## Data of labeled points
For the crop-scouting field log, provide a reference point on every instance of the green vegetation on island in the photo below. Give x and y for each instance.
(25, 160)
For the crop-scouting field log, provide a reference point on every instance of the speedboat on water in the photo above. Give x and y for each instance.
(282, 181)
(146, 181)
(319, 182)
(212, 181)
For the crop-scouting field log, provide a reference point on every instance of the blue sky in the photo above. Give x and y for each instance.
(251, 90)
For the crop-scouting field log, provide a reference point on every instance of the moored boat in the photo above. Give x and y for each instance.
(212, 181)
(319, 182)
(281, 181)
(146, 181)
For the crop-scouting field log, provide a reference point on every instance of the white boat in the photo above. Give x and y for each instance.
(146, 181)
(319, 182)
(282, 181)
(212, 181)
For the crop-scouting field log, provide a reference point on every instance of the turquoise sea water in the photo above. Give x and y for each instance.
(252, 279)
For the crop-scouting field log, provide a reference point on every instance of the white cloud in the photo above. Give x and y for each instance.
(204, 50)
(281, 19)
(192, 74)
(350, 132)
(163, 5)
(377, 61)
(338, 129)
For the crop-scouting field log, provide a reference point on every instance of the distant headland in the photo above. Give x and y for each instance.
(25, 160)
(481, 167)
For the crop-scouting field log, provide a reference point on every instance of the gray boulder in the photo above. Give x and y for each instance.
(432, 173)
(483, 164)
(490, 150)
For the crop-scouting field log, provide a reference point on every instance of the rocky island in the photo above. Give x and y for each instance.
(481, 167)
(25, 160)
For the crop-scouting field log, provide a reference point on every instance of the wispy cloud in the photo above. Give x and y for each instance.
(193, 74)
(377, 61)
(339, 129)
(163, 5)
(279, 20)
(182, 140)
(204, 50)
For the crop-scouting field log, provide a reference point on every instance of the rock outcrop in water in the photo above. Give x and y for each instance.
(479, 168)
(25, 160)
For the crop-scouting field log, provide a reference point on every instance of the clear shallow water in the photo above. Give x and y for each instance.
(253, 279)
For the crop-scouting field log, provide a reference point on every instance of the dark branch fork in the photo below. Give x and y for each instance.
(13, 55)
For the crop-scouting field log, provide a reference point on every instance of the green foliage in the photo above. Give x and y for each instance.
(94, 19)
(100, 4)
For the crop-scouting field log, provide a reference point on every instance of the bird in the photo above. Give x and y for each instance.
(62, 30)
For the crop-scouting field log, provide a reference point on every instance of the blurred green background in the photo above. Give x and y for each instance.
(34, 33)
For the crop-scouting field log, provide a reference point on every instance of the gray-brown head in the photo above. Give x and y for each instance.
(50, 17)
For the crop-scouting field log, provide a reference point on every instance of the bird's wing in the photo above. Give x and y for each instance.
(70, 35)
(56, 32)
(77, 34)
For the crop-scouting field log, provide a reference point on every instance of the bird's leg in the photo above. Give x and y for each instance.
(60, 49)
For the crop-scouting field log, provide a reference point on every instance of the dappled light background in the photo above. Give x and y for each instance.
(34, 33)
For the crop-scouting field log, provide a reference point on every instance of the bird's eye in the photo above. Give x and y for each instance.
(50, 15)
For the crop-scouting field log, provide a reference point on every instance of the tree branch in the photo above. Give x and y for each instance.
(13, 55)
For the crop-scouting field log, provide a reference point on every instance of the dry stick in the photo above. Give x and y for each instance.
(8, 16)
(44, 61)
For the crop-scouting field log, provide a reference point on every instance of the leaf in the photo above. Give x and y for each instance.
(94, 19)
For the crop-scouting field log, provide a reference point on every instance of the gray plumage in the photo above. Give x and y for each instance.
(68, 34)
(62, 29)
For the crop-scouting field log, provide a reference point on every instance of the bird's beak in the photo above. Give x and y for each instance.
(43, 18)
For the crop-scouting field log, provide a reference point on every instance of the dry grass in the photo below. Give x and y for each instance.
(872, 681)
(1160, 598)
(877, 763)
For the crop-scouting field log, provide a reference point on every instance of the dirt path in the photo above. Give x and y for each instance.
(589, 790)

## Exercise instructions
Update the data from the line with "the dry grass" through the end of the data, changing "field log" to "field notebook" and leaving everything else unchanged.

## Written solution
For the crop-scouting field notebook, provide a reference point on every instance of the dry grass in the photo below. Give x and y for each instance.
(872, 681)
(1160, 598)
(877, 763)
For the crop-scouting field notebook, provide a reference point on every instance of the dirt path in the photo above. Give x and y for each instance.
(589, 790)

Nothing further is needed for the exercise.